(Point-based annotation data)
———

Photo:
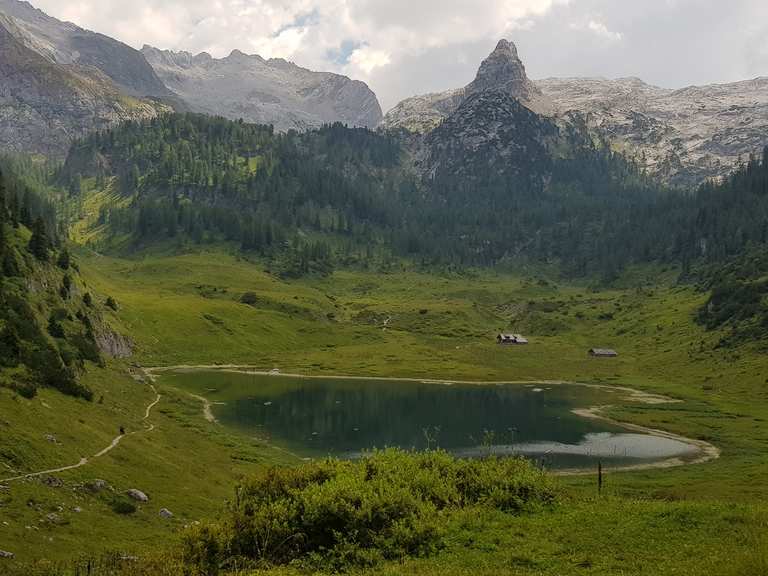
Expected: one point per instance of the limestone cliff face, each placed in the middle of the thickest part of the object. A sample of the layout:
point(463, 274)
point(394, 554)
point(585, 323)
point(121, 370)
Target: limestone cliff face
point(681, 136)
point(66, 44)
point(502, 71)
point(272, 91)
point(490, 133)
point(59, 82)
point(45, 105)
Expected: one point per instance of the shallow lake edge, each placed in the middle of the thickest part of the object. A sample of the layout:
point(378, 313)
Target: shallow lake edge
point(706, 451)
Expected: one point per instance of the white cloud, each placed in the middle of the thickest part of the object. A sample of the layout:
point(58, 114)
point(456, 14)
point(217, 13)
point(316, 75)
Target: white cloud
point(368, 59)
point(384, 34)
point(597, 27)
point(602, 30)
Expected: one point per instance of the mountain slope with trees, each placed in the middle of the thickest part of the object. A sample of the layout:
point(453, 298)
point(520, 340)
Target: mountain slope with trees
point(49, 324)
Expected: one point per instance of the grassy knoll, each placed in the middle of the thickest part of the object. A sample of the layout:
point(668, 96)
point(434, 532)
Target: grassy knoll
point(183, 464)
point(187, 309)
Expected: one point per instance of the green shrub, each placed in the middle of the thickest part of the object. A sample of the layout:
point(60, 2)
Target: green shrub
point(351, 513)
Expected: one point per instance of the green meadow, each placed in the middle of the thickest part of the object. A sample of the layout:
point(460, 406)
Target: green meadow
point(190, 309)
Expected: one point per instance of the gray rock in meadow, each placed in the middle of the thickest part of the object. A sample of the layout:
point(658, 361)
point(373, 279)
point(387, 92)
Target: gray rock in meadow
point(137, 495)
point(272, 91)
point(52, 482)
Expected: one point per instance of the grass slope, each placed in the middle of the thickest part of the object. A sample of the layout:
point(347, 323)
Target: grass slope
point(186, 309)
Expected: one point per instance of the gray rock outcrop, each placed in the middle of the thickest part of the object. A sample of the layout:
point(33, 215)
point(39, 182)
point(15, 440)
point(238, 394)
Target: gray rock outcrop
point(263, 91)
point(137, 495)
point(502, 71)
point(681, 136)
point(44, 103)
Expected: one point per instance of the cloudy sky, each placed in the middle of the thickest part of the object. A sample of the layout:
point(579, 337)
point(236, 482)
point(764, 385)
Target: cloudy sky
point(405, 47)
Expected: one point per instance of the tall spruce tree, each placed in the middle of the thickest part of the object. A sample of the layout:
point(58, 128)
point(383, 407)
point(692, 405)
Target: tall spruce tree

———

◆ **Task brief**: Update the lines between the one holding "Expected: one point per instance of the white" and the one holding "point(597, 27)", inclusive, replacing "white cloud" with "cumulus cloud" and leaving everything else unchanged. Give back only those lines.

◆ **The response**:
Expected: one point per instance of the cumulus cloud, each placed in the middle of the thickest part of the object. A sample of the layout:
point(58, 114)
point(456, 14)
point(217, 13)
point(316, 75)
Target: cumulus cloud
point(368, 59)
point(384, 34)
point(597, 27)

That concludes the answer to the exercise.